SUPPLIED RECORDS:
-- Opening Marker --
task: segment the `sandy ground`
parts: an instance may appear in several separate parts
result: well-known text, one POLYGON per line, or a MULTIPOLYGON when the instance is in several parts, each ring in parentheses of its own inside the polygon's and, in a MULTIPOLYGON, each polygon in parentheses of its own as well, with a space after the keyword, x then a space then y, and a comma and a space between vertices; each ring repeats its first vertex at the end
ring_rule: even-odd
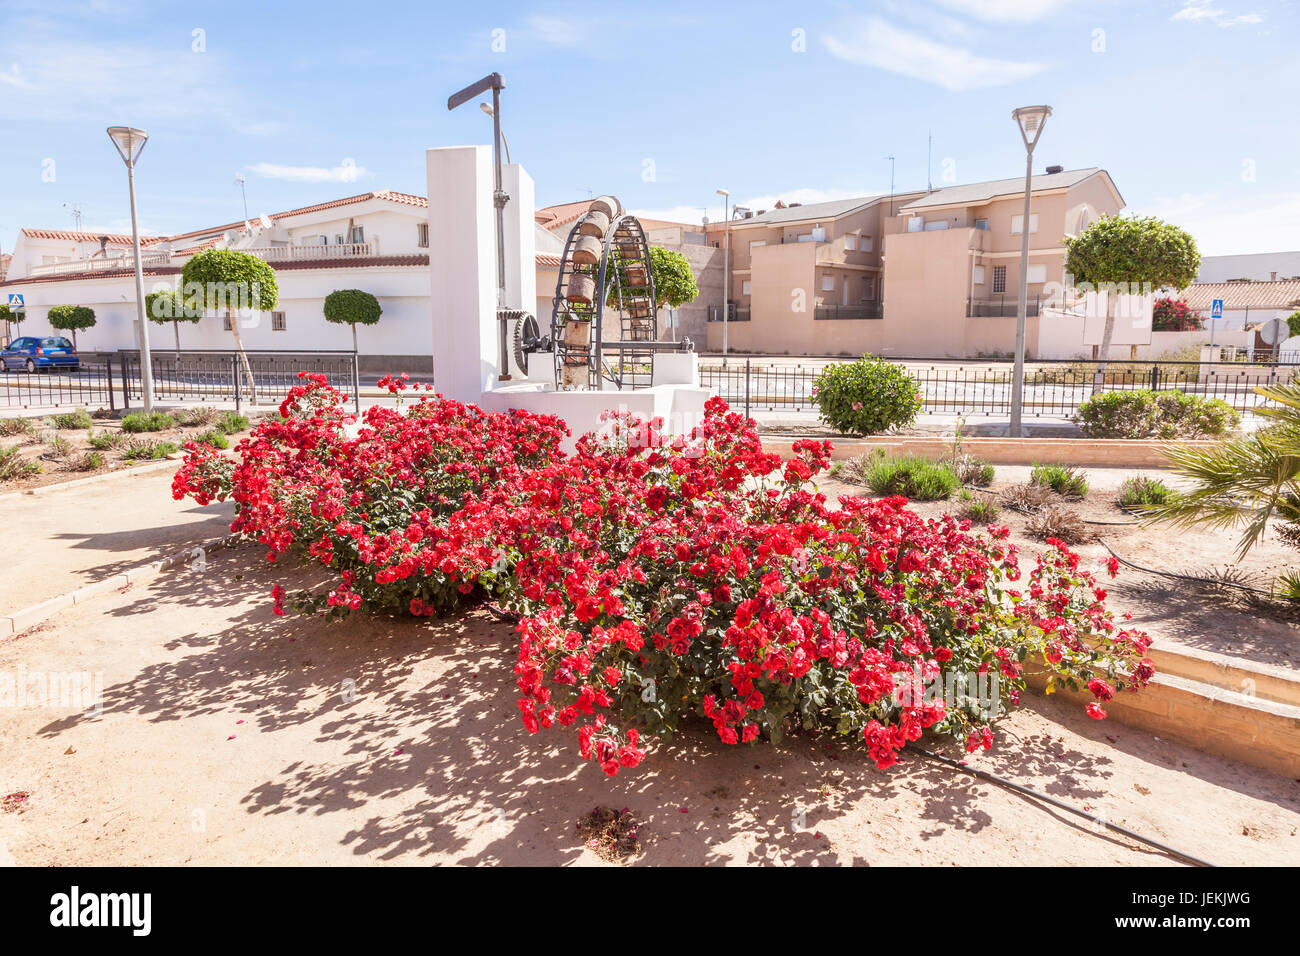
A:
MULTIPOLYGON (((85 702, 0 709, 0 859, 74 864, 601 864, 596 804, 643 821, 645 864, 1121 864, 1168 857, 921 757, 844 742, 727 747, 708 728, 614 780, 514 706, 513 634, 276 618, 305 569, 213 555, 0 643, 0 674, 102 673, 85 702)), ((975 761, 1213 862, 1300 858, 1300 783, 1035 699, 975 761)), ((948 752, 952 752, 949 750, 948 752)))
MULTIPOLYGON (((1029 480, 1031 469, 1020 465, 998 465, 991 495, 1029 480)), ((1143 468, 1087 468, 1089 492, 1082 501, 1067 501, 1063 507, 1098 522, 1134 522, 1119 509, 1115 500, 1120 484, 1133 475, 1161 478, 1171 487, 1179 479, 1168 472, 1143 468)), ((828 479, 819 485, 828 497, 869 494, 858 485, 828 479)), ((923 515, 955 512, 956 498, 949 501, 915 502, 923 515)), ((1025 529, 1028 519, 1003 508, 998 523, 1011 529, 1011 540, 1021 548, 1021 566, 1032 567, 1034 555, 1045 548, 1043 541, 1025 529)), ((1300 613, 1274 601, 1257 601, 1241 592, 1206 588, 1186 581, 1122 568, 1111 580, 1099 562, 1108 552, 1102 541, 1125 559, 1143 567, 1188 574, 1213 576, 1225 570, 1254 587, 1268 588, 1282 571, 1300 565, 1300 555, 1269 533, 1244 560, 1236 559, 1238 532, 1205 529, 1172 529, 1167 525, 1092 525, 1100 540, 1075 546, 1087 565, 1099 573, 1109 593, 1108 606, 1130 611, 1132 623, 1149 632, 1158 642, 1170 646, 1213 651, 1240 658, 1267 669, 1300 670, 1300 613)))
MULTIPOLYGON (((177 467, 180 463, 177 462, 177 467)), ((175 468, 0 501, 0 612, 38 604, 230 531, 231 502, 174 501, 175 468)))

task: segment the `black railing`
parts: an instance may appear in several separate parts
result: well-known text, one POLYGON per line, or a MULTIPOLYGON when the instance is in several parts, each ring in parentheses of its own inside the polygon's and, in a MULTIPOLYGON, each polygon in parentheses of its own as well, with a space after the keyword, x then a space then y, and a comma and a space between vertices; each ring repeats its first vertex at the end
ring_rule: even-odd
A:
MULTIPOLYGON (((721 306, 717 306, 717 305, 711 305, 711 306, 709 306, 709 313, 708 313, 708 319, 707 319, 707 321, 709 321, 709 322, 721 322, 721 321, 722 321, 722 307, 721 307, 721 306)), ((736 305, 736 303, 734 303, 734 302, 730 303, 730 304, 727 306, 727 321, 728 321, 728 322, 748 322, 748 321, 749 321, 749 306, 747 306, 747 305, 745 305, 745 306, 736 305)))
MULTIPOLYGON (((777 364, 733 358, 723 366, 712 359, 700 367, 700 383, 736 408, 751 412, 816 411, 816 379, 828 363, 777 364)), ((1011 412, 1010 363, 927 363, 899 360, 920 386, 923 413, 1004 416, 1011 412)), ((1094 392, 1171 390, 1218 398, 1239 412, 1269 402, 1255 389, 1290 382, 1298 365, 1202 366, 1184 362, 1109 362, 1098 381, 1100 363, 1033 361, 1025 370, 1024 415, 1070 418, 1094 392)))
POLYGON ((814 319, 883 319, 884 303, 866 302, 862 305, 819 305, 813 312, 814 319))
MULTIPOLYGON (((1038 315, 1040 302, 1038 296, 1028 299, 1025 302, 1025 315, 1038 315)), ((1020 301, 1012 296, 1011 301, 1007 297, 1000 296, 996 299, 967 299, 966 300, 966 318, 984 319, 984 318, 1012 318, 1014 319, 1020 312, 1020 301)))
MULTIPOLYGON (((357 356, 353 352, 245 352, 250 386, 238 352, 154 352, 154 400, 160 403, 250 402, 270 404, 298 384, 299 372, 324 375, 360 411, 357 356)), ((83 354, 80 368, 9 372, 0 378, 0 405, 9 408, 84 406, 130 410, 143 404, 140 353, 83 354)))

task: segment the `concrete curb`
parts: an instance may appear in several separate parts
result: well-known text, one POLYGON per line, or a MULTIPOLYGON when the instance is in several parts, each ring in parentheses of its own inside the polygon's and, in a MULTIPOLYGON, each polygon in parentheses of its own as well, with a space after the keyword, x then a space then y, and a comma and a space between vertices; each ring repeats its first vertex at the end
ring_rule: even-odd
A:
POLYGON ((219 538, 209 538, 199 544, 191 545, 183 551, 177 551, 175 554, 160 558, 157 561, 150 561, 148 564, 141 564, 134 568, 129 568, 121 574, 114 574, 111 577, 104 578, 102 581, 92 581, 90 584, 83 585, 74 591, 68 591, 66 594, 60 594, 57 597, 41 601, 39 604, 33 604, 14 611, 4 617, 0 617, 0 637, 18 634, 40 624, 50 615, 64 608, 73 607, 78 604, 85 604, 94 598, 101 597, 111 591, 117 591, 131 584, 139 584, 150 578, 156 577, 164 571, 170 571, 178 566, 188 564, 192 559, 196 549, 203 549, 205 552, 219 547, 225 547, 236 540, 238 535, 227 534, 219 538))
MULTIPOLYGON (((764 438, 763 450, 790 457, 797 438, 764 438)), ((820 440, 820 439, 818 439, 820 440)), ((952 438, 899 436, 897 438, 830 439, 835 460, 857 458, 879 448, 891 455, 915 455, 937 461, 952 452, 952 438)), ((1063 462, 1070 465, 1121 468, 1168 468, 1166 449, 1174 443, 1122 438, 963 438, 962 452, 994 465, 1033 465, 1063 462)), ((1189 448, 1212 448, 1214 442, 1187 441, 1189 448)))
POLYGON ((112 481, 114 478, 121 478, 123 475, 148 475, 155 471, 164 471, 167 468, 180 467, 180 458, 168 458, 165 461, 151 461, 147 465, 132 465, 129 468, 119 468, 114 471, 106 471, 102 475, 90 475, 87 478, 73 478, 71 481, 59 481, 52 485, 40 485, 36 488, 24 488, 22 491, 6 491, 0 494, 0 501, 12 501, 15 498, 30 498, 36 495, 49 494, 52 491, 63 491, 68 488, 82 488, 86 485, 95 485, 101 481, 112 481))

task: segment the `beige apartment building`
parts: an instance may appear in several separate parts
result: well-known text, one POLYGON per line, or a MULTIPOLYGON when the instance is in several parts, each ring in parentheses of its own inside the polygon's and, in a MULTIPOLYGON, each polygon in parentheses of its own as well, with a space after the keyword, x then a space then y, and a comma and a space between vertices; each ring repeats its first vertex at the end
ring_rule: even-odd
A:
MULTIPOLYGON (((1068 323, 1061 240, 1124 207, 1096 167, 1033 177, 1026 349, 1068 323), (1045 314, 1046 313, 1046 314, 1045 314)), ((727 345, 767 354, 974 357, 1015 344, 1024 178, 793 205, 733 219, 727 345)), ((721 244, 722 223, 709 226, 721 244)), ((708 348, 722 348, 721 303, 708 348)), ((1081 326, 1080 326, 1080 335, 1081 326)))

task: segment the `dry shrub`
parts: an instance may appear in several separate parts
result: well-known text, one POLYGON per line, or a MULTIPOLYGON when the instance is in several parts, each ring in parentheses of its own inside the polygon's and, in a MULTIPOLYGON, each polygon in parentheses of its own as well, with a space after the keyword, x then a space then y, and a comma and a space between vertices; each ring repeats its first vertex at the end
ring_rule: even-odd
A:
-- Closing Marker --
WHAT TO WORK ON:
The sole response should be the count of lines in the material holding the string "task".

WRITTEN RESPONSE:
5